> _EXCERPTED PASSAGE_:
This code defines the affine and CRS (Coordinate Reference System) variables of the dataset ds_masked_coastline, which are required for plotting the data. It then creates a new dataset ds_fdi which contains the FDI values obtained from the previous step.

The output plot can be used to visualize the distribution of floating debris, including microplastics, in water bodies over time.

[13]:
ds_fdi = ds_masked_coastline["FDI"].squeeze()
ds_ndvi = ds_masked_coastline["NDVI"].squeeze()

# Calculate the number of rows and columns needed
try:
    num_plots = ds_fdi.sizes['time']
except KeyError:
    num_plots = 1  # if only one timestamp
num_cols = 2
num_rows = num_plots

# Create the figure and subplots
fig, axs = plt.subplots(num_rows, num_cols, figsize=(15, 5 * num_rows))

# Loop over each timestamp and plot the corresponding FDI and NDVI images
for i in range(num_plots):
    time_val = str(ds_masked_coastline["FDI"].time.values[i]
                  )[:-13]  # Extract timestamp and convert to string

    # Plot FDI
    if num_plots == 1:
        ds_fdi.plot(ax=axs[0], cmap='RdBu_r')
        axs[0].set_title(f'FDI - Timestamp: {time_val}')
    else:
        ds_fdi.isel(time=i).plot(ax=axs[i, 0], cmap='RdBu_r')
        axs[i, 0].set_title(f'FDI - Timestamp: {time_val}')

    # Plot NDVI
    if num_plots == 1:
        ds_ndvi.plot(ax=axs[1], cmap='RdYlGn')
        axs[1].set_title(f'NDVI - Timestamp: {time_val}')
    else:
        ds_ndvi.isel(time=i).plot(ax=axs[i, 1], cmap='RdYlGn')
        axs[i, 1].set_title(f'NDVI - Timestamp: {time_val}')

> _SET EXERCISE A_: In the rows, begin at the line that contains "tag the sky, one point per instance." and stop after the line that contains "<point>646,457</point>". Rewrite those lines, request lines included, raising every point coordinate in the answers by 146.
The rows that come next are drawn from a source unrelated to the excerpt on plotting FDI and NDVI.

> _DATASET ROWS_:
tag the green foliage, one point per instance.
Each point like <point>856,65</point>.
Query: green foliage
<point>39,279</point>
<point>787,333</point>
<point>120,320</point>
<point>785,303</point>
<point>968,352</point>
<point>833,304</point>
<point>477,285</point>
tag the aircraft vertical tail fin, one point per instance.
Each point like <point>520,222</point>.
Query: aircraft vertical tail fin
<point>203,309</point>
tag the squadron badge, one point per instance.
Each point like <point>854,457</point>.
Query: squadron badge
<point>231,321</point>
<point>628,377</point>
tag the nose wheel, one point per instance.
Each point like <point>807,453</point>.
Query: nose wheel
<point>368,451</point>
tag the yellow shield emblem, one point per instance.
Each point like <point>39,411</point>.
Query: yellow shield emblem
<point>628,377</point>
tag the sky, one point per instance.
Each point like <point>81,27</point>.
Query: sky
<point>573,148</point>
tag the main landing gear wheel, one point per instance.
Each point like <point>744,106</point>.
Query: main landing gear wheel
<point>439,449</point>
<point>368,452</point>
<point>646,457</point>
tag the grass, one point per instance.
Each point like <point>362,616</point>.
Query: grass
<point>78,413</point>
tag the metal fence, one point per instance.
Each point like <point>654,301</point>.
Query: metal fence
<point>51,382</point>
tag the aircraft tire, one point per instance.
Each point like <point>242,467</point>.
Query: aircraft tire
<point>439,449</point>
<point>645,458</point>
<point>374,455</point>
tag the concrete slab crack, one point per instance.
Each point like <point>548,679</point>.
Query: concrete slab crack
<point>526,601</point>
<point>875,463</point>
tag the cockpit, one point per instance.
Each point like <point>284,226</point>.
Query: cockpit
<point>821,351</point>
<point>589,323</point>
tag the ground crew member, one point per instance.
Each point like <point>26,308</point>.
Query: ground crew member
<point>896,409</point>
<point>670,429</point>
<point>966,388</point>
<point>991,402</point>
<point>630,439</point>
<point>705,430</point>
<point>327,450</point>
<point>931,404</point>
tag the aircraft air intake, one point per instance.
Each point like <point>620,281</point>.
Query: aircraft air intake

> _SET EXERCISE B_:
Answer from the excerpt on plotting FDI and NDVI:
(i) Which colormap is used when plotting the FDI values?
(ii) What value is assigned to num_cols?
(iii) According to the excerpt, what can the output plot be used to visualize?

> _WORKED SOLUTION A_:
tag the sky, one point per instance.
Each point like <point>81,27</point>.
Query: sky
<point>719,294</point>
tag the main landing gear wheel, one point per instance.
Each point like <point>744,106</point>.
Query: main landing gear wheel
<point>585,595</point>
<point>514,598</point>
<point>792,603</point>

> _WORKED SOLUTION B_:
(i) 'RdBu_r'
(ii) 2
(iii) The distribution of floating debris, including microplastics, in water bodies over time.